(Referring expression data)

----

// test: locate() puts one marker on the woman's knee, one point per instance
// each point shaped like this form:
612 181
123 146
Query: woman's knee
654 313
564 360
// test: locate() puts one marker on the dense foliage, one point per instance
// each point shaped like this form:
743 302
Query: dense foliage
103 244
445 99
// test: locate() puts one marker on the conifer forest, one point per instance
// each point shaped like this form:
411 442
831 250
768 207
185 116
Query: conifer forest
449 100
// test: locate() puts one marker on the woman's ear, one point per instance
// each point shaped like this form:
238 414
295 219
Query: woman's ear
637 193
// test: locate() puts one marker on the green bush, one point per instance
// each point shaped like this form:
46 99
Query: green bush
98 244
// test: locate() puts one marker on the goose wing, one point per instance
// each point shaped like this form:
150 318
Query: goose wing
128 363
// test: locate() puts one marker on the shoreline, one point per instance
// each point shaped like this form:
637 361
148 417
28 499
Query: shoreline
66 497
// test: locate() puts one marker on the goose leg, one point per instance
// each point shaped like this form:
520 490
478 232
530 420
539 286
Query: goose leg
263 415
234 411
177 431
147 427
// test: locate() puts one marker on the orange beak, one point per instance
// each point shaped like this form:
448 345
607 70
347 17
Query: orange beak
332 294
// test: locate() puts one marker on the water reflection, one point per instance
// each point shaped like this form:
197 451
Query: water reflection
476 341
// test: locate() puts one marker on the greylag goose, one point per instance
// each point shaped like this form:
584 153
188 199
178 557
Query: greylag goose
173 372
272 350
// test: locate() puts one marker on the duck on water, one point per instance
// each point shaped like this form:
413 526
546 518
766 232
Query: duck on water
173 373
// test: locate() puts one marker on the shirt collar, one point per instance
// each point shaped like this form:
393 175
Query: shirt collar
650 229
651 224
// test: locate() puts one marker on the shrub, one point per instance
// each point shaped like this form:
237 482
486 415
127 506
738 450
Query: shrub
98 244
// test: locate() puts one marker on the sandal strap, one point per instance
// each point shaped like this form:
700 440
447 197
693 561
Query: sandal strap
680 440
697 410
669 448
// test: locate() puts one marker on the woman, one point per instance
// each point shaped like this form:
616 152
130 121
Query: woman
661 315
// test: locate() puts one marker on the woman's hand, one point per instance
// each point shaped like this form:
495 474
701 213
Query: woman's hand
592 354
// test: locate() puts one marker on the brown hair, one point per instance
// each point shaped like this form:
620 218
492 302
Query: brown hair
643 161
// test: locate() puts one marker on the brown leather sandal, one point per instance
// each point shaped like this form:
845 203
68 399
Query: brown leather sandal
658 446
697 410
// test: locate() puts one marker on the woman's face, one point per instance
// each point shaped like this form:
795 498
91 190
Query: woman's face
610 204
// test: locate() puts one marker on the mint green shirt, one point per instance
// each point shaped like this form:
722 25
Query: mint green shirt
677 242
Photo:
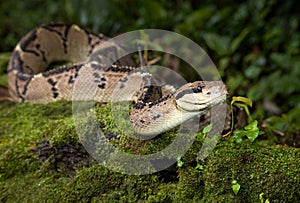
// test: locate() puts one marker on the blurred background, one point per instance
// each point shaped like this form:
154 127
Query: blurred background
255 44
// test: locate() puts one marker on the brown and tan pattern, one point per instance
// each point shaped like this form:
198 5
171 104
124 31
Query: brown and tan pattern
153 112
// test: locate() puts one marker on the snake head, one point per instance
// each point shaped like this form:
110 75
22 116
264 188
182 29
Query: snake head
200 95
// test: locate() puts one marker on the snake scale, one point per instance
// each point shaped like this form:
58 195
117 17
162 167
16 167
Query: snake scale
30 81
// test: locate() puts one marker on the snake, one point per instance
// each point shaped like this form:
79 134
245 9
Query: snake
153 112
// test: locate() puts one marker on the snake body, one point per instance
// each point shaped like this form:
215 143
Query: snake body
29 81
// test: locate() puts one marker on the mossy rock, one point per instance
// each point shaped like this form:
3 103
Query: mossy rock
42 160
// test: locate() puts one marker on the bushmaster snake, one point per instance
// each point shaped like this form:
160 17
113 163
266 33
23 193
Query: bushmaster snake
154 111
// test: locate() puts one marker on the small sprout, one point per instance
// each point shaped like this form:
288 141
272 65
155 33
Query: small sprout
251 131
241 102
261 198
235 187
179 162
207 129
200 167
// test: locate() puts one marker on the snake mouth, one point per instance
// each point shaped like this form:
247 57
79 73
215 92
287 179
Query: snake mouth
201 104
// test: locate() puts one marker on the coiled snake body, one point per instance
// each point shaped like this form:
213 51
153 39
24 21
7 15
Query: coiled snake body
30 82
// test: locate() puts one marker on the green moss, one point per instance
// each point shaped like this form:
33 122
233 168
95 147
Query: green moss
272 170
62 171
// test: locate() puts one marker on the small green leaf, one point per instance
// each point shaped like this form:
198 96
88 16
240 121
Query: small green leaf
179 162
241 99
235 187
207 129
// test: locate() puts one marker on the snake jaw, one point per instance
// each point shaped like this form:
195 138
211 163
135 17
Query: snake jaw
191 99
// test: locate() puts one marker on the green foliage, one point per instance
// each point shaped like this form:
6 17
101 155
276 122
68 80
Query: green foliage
235 186
251 131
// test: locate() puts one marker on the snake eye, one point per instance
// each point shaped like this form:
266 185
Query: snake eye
198 89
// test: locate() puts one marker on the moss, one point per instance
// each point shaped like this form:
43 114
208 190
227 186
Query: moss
272 170
42 159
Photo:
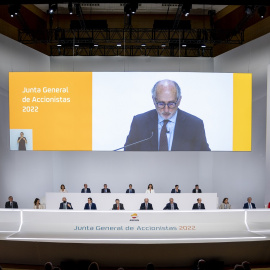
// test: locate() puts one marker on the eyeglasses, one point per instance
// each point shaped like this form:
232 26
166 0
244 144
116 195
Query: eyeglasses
171 105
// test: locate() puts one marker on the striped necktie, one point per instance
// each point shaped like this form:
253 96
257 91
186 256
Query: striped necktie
163 141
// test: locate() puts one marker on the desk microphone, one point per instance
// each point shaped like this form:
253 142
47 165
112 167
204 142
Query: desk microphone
135 142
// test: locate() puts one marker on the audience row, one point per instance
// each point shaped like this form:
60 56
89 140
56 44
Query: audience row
150 189
90 205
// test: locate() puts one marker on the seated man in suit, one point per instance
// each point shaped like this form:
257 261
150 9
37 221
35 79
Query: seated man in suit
90 205
86 189
196 189
166 128
118 205
199 205
171 205
105 189
65 205
11 203
176 189
130 189
249 204
146 205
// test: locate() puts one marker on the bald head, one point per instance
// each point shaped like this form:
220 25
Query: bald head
166 84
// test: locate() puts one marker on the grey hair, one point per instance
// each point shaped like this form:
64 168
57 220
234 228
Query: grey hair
178 89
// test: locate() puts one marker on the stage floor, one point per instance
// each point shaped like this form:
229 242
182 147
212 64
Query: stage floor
140 227
133 239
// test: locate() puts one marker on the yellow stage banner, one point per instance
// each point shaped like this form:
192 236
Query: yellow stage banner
51 110
242 111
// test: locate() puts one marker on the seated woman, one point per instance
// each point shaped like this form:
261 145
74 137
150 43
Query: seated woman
225 204
38 205
63 189
150 189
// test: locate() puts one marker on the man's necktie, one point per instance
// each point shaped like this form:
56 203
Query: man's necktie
163 141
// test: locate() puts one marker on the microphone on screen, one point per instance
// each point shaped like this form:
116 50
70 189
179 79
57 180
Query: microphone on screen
135 142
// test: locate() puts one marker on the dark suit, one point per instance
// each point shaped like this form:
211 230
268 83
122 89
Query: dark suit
121 206
103 190
88 190
195 206
168 206
189 134
149 206
246 206
14 205
93 206
62 206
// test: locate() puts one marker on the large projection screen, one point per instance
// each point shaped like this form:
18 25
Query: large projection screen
94 111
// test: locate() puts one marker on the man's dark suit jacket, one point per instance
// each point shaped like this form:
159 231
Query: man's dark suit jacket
189 134
14 205
62 206
195 206
93 206
149 206
103 190
194 190
168 206
121 206
246 206
88 190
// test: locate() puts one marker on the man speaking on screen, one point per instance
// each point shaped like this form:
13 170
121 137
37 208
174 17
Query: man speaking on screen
167 128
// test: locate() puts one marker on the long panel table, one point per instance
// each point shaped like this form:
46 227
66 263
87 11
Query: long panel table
135 227
132 202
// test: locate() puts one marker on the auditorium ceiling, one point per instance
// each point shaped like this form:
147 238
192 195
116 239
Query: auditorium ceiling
161 28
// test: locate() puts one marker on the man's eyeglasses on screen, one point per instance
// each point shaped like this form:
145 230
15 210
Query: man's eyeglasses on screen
171 105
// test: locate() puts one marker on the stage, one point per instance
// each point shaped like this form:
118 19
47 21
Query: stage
128 238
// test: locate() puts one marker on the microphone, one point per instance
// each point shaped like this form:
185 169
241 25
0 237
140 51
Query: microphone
135 142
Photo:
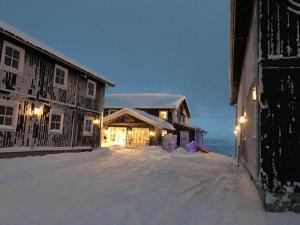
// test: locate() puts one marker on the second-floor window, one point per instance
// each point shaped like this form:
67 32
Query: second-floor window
91 89
12 57
163 114
88 126
56 121
8 115
60 76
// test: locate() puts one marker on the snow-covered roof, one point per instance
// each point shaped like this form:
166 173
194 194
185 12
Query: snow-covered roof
148 118
28 40
144 100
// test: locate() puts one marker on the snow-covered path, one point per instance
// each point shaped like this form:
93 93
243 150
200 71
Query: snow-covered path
130 187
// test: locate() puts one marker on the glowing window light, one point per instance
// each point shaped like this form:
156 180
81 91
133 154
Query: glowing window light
254 94
242 119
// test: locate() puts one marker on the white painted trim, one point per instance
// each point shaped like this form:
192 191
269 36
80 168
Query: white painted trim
85 133
66 77
15 105
42 149
21 59
56 112
87 89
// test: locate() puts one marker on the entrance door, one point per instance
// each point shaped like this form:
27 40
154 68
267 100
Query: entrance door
117 136
184 138
140 137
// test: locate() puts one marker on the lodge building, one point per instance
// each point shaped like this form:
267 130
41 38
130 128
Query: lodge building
47 101
141 119
265 88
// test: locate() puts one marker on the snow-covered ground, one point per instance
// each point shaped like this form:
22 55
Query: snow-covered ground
131 187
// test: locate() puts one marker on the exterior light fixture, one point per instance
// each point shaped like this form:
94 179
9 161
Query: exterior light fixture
37 111
96 121
242 119
254 94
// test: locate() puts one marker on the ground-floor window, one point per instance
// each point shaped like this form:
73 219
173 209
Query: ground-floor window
56 121
8 115
88 126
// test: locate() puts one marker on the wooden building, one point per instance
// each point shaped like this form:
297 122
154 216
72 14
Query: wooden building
47 101
140 119
265 87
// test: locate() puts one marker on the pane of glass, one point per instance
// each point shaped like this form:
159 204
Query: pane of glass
16 54
8 51
1 120
7 61
15 64
2 110
52 126
8 121
57 126
9 111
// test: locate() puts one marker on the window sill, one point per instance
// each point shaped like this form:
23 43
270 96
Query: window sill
59 132
59 86
7 128
12 70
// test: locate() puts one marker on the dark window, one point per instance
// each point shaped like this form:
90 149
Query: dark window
6 115
56 122
60 76
12 57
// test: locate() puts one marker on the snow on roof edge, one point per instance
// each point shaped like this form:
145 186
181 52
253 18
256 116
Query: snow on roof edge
155 121
40 46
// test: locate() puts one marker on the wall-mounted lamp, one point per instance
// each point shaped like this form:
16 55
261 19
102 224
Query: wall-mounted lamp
254 94
152 133
242 119
96 121
37 111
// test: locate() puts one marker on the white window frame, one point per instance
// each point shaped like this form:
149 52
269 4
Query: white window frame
111 111
15 115
88 133
21 58
87 89
56 112
65 80
167 113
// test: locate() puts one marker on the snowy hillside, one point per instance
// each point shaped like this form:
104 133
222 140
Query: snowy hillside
134 187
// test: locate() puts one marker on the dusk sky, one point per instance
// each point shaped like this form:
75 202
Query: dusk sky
172 46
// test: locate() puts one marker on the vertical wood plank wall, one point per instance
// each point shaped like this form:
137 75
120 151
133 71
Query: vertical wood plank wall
36 85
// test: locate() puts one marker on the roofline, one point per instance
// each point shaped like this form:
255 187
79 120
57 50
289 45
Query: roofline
141 117
53 55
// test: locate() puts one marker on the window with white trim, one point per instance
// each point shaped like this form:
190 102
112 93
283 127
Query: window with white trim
12 57
163 114
111 111
8 115
91 89
88 126
56 122
60 76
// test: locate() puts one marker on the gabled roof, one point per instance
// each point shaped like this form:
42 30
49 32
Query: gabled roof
145 101
146 117
241 15
35 44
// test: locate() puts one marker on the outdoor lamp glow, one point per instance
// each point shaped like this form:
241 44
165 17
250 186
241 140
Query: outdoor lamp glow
242 119
254 94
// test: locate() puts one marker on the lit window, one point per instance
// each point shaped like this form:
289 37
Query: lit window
163 115
91 89
111 111
12 57
88 126
164 132
60 77
56 122
8 115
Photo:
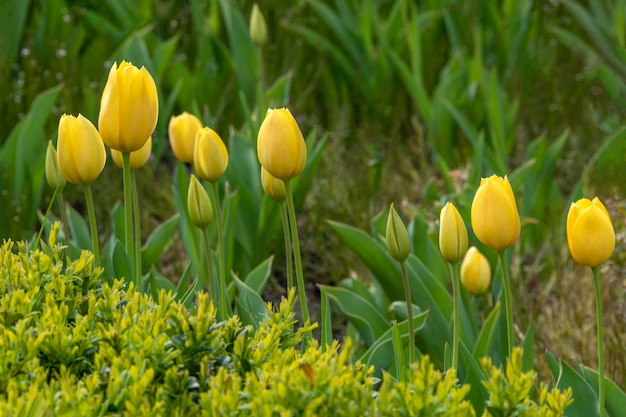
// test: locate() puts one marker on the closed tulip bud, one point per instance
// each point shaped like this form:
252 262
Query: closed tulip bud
475 272
258 28
494 213
81 155
137 158
397 236
273 187
210 157
53 175
199 204
280 145
129 108
452 234
182 132
590 233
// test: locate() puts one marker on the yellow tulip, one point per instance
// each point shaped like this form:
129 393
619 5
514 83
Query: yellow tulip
182 132
53 175
137 158
129 108
494 215
210 157
475 272
452 234
81 155
590 233
273 187
280 145
397 236
199 204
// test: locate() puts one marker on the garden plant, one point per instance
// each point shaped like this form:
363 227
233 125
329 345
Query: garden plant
324 208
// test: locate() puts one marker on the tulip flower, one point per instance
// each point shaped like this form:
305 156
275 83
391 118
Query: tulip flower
210 157
280 145
452 234
494 213
81 155
590 233
137 158
129 108
53 174
182 132
475 272
273 187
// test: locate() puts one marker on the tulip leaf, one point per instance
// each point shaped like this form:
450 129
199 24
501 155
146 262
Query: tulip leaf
367 319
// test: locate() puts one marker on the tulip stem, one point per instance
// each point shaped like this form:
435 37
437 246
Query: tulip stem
596 288
45 218
92 225
224 304
409 310
288 253
128 216
456 332
137 231
507 302
298 260
209 257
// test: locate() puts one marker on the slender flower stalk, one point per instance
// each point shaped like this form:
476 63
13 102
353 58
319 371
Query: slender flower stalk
298 260
92 225
508 304
596 289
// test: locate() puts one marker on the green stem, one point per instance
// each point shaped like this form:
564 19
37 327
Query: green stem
596 288
409 310
128 216
224 305
298 260
209 257
64 222
92 225
456 333
288 254
508 302
45 218
137 231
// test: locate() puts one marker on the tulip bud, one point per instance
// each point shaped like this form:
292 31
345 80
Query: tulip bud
494 213
258 28
397 236
199 204
273 187
182 132
81 155
452 234
137 158
210 157
280 145
590 233
475 272
53 174
129 108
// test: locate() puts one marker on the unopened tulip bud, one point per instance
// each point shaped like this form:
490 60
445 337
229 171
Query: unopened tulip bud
210 157
182 132
590 233
199 204
280 145
53 175
137 158
81 155
494 213
475 272
452 234
397 236
129 108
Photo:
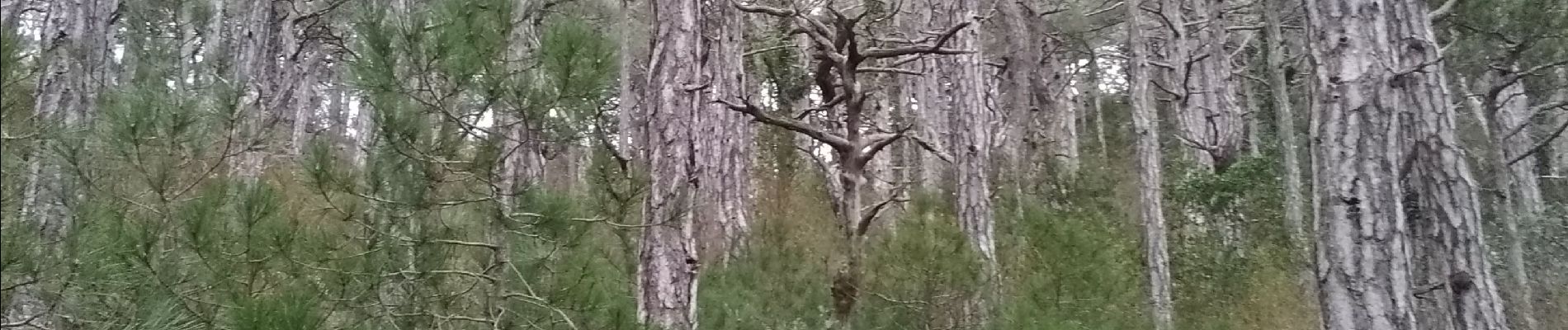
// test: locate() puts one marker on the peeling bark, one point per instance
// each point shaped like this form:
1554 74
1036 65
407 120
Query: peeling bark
1280 96
78 57
1145 122
971 148
1211 120
667 270
721 139
1521 193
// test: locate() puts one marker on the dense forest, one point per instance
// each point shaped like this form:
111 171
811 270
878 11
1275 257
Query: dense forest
599 165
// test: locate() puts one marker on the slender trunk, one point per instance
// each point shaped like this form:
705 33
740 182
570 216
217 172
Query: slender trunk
1438 176
1521 195
971 143
668 258
1363 252
1254 124
1145 122
68 90
1278 91
1209 118
1097 75
723 149
256 73
1557 158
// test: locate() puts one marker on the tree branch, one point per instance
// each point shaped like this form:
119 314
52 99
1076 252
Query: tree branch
789 124
935 47
1540 144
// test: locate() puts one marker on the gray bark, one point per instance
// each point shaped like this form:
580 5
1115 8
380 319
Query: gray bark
276 64
1521 193
1557 158
1211 122
522 152
667 277
1363 252
1438 176
1278 92
78 59
1390 153
838 77
723 143
971 146
1145 122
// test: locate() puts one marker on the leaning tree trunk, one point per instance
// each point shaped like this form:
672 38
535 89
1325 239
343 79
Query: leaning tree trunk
1391 166
76 66
1521 193
667 265
1278 91
1559 148
1363 252
1438 174
1145 122
1209 118
721 144
971 148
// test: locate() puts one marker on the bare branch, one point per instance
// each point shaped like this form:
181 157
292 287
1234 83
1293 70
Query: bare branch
764 10
768 49
886 71
789 124
930 148
1540 144
935 47
869 216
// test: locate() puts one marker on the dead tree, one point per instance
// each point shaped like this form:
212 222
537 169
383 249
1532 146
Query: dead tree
838 61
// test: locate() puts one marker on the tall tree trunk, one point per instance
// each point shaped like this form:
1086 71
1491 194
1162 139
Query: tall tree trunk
76 59
1521 193
723 143
1145 122
522 150
1557 158
668 260
1363 254
1097 105
1209 118
1280 96
1380 96
971 143
1438 176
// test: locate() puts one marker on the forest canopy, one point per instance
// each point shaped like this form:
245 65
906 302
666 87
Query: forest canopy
568 165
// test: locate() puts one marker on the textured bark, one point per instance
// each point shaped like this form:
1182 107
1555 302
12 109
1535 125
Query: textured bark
275 66
1280 96
522 150
723 143
1391 167
1438 176
1145 125
668 260
1097 105
1211 122
838 54
1038 115
78 59
1521 191
632 78
1557 160
971 143
1363 252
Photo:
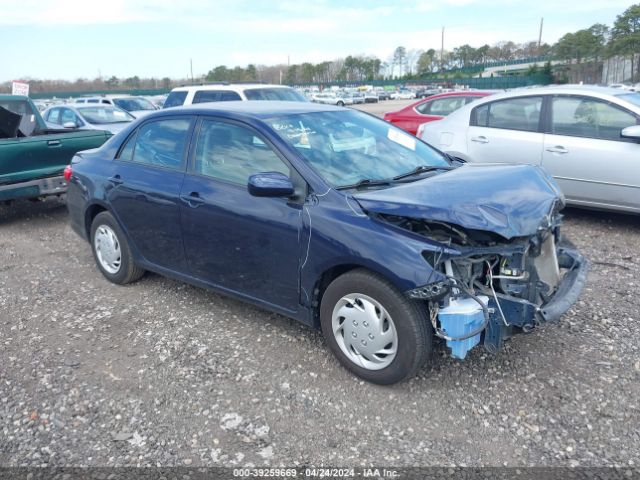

----

§ **What this task involves**: Looking at the data above, return every line from the one with "wooden building, one point per instance" down to the one with "roofline, one point per instance", exactly and inclusively.

§ **Response for this exercise**:
// test: locate() puts one marker on the wooden building, one point per instance
// each point shaped like this form:
297 122
154 216
72 14
Query: wooden building
47 101
140 119
265 87
// test: locate() puts one marker on the pane of glass, one point per instance
// each point shaped like this form:
159 204
Query: pane of glass
16 54
8 51
1 120
7 61
15 64
2 110
52 126
8 121
57 126
9 111
// test: locate() puts one marker on the window sill, one point per instance
// each point shaped like this form:
23 43
270 96
Query: window sill
59 132
59 86
7 128
12 70
// test: locate() puts one marker on the dark window, one point per instance
// each point shaped like this form:
90 149
Query: dark window
6 115
56 122
60 76
12 57
// test: locate() puts one marker on the snow on roof edge, one point per instance
// each point shaped like this form:
145 186
181 52
253 18
256 116
Query: snow on roof edge
155 121
40 46
// test: locate() puts one marker on the wall-mounted lamp, one point per instance
// each point shaped like this form:
16 55
261 19
102 224
Query: wall-mounted lamp
254 94
152 133
242 119
96 121
37 111
// test: locate() puts one marker on the white window frame, one point per instance
// each point shaped like this form:
149 52
269 4
Query: white window frame
111 111
15 115
88 133
21 58
87 89
56 112
65 80
167 113
// test: locate() puts one marker on the snowy hillside, one point per instance
// each point shaped like this form:
104 133
222 140
Query: snowy hillside
134 187
// test: locate() puts one marker on the dusk sky, one point per instance
// each point shaped like this form:
75 202
Query: dusk sky
172 46
// test: locate() puts one marker on the vertical wood plank wall, one point per instance
// each point shaped like this form:
137 75
120 151
133 71
Query: vertical wood plank wall
36 85
// test: locate() puts one marker on the roofline, one point per instance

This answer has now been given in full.